» **Gestellte Aufgabe A**
Beantworten Sie anhand des Textes über den Videoclip „College Boy“ die folgenden drei Fragen.
(i) Was hinterlässt der Stift, der dem Außenseiter ins Gesicht fliegt, auf seiner Wange?
(ii) Auf wen schießen die beiden Polizisten mit ihren Taser-Pistolen?
(iii) In welchem Monat und Jahr wurde der Clip veröffentlicht?
» **Gestellte Aufgabe B**
Setzen Sie den Text über Xavier Dolans Videoclip „College Boy“ im Anschluss an seinen letzten Satz fort.

Eine zunächst noch unfassbare, aber letztlich nur ungeheuer konsequente Eskalation. Es beginnt schrecklich alltäglich. Während die Lehrerin vorne etwas an die Tafel schreibt, bewerfen einige Schüler den Außenseiter in ihrer Klasse mit Papierbällen. Schließlich fliegt ihm ein Stift ins Gesicht und hinterlässt eine dunkle Träne auf seiner Wange.

Doch es bleibt nicht bei diesen schlichten Ritualen der Demütigung. Gewalt hat ihre eigene Logik. Wer von keinem aufgehalten wird, geht weiter und weiter. Also wird der von Antoine-Olivier Pilon gespielte souffre-douleur, der homosexuelle Prügelknabe der Klasse, nicht nur brutal zusammengeschlagen, einer aus dem Gefolge des »Chief«, des Anführers seiner Peiniger, wird noch auf ihn urinieren.

Aber auch das ist längst nicht genug. Und so schlagen der Chief und sein Mob den souffre-douleur schließlich mitten auf dem Schulhof ans Kreuz und schießen auf ihn. Die anderen Schüler und die Lehrer stehen dabei, mit verbundenen Augen. Einige von ihnen filmen das Ganze mit ihren Telefonen. Als endlich die Polizei kommt, ist auch sie blind für die wahren Zusammenhänge. Statt auf den Chief schießen die beiden Polizisten mit ihren Taser-Pistolen auf den Gekreuzigten.

Xavier Dolans Videoclip für den Song »College Boy« der französischen Band Indochine polarisiert. Schon wenige Tage nach seiner Veröffentlichung im Mai 2013 erschien in Frankreich eine bearbeitete Version. Natürlich ist dieser gerade einmal sechs Minuten lange Clip nur ein Nebenwerk im Schaffen des 25-jährigen frankokanadischen Filmemachers und Schauspielers. Aber manchmal sind es gerade solche scheinbaren Petitessen, die den Blick für die zentralen Werke eines Künstlers schärfen. Zudem verraten die teilweise äußerst heftigen Reaktionen auf dieses Musikvideo viel über das Bild, das sich seine Bewunderer von Xavier Dolan und seinen Filmen machen.

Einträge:
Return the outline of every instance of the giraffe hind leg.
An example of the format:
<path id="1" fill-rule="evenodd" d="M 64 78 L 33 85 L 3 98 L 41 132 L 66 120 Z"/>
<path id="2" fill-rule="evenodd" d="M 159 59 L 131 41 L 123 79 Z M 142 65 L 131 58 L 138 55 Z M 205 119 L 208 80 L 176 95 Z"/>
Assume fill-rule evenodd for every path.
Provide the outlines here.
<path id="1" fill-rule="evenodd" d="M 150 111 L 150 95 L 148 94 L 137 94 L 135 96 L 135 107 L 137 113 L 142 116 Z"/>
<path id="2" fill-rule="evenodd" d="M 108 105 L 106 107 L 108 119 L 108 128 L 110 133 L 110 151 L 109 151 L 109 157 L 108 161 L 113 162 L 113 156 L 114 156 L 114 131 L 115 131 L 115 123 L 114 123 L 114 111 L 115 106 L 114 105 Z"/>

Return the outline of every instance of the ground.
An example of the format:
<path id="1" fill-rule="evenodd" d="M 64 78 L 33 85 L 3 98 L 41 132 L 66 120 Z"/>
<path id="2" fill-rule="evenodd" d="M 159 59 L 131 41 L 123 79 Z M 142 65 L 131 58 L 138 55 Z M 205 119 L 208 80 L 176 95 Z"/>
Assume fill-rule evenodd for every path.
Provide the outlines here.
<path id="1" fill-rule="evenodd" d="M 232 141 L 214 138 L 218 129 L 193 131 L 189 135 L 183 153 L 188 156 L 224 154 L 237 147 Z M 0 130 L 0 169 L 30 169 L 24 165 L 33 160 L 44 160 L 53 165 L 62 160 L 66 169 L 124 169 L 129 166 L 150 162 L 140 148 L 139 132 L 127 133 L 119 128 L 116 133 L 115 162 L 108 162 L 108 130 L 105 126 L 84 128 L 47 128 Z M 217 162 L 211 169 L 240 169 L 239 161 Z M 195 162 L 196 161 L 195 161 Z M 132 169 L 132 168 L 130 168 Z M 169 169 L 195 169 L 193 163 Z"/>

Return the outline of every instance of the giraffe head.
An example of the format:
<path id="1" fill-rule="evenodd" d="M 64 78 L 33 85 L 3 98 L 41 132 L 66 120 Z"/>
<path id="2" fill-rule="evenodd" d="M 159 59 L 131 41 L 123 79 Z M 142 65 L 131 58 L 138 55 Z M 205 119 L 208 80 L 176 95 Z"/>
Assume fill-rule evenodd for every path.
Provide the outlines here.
...
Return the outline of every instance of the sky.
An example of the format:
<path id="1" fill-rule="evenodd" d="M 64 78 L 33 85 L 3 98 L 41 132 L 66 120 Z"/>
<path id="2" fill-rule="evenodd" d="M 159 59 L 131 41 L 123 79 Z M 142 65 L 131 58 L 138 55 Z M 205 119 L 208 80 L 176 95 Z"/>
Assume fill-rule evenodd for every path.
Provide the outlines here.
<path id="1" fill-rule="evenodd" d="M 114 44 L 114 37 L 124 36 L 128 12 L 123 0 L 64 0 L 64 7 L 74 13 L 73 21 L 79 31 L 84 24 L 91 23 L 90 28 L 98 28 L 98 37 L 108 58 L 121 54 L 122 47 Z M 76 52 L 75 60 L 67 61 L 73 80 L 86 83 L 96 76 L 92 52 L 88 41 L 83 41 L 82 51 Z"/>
==
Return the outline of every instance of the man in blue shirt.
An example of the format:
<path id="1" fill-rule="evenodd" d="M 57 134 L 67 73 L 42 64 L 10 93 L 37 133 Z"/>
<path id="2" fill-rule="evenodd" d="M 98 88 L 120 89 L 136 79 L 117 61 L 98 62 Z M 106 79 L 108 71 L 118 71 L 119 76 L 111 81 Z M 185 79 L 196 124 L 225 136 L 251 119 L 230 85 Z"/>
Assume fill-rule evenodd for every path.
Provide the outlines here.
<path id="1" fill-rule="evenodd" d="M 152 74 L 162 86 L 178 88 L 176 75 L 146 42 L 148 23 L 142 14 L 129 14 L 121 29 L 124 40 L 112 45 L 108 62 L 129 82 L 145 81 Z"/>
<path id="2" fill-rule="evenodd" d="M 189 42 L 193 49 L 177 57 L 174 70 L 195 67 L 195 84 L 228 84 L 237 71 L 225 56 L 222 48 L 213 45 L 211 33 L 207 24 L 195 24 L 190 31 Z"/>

» **Lösung A**
(i) Eine dunkle Träne.
(ii) Auf den Gekreuzigten statt auf den Chief.
(iii) Im Mai 2013.

» **Lösung B**
Kaum ein Filmemacher ist in den vergangenen Jahren so gefeiert worden wie Dolan. Das begann schon 2009 bei der Cannes-Premiere seines Debütfilms I Killed My Mother. Seither ist der damals 20-Jährige, der die semi-autobiografische Geschichte einer tragikomischen Mutter-Sohn-Beziehung mit 17 geschrieben und zwei Jahre später verfilmt hat, die große Hoffnung eines insgesamt eher dahinsiechenden, oft formelhaften Autorenkinos. Dieses wilde, von einer unbändigen Energie erfüllte (Selbst-)Porträt eines egozentrischen Teenagers traf vor gut fünf Jahren einen Nerv. Dolans extreme Selbstsicherheit – er war nicht nur Autor und Regisseur seines Erstlings, sondern auch noch Produzent, Kostümbildner und Hauptdarsteller – und seine jugendliche Schönheit mussten ihn einfach zu einem Star machen.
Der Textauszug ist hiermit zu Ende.